───── 本文抜粋 ─────

太田述正コラム#10870(2019.10.19)
<サンソム『西欧世界と日本』を読む(その50)>(2020.1.9公開)

 「当時出版された翻訳物の大半<は>、英語原典からのものだった・・・。・・・
 イギリスは安定した政治制度と海上勢力と経済の強大とを誇っていたが、それらはまさに当時日本人が、ぜひ自国にも樹立発展させたい、と願っていたものにほかならなかったのである。
 このような事情から、明治初期10年前後にわたって日本の文学の動きに及んだ西欧文化の影響は、ほとんどもっぱらイギリスの影響だった。

─────

## 課題一覧:
A: この抜粋について、次の問いに答えてください。
(i) 当時出版された翻訳物の大半は、何語の原典からのものでしたか?
(ii) このコラムで読まれているサンソムの書名は何ですか?
(iii) 日本の文学の動きに及んだ西欧文化の影響が、ほとんどもっぱらイギリスの影響だったのは、いつ頃ですか?
B: この抜粋によると、イギリスが誇っていたものは何ですか? すべて挙げてください。

───── 抽出記録 ─────

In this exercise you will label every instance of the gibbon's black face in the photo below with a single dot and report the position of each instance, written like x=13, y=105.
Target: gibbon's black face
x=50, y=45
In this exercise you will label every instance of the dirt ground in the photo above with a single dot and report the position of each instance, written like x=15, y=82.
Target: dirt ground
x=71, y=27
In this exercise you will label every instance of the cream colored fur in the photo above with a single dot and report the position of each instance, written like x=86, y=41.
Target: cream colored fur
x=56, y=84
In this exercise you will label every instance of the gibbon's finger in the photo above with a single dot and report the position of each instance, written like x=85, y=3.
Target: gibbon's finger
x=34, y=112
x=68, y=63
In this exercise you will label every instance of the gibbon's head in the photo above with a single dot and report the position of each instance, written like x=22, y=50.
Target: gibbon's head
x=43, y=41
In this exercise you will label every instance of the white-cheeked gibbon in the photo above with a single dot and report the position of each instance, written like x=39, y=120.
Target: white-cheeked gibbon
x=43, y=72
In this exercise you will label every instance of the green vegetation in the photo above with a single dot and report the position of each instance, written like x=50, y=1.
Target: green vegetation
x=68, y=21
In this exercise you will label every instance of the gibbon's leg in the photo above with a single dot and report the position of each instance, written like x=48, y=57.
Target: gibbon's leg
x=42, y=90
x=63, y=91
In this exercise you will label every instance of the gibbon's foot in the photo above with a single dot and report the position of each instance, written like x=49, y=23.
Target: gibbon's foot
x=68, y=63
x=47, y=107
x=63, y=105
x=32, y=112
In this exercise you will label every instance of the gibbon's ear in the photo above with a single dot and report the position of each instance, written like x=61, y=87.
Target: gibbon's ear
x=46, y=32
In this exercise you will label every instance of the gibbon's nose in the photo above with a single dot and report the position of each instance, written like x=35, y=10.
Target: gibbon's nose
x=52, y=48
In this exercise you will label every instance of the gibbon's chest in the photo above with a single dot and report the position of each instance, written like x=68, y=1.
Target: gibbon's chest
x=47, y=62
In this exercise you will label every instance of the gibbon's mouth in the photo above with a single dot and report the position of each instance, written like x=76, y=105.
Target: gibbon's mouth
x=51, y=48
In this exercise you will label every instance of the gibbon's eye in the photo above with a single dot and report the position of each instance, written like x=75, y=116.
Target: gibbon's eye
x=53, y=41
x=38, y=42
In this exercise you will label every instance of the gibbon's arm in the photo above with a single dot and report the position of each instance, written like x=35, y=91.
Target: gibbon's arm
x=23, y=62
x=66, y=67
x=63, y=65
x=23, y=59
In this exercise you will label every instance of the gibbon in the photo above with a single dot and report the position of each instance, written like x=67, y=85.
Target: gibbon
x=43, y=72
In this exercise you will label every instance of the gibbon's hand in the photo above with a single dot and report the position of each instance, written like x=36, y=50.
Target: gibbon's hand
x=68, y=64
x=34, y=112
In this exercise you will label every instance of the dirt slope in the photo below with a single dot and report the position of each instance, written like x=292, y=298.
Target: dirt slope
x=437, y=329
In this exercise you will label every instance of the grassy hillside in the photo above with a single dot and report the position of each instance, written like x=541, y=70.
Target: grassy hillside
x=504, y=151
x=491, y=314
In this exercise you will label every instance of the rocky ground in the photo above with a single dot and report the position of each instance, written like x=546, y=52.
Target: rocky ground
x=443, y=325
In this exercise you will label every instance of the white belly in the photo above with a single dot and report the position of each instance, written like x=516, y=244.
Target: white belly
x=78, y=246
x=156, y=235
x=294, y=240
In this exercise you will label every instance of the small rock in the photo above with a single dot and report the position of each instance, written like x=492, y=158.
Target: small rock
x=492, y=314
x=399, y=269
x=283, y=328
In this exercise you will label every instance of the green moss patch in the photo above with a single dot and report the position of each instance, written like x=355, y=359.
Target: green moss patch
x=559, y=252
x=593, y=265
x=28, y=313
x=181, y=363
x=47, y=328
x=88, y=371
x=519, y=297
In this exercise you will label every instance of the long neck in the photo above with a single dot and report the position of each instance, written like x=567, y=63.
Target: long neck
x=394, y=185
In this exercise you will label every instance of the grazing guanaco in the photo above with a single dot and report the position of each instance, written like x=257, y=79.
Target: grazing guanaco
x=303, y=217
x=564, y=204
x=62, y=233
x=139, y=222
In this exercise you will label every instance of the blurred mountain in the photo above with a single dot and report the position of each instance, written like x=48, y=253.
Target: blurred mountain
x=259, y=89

─────

## 解答一覧:
A:
(i) 英語
(ii) 『西欧世界と日本』
(iii) 明治初期10年前後

B:
安定した政治制度
海上勢力
経済の強大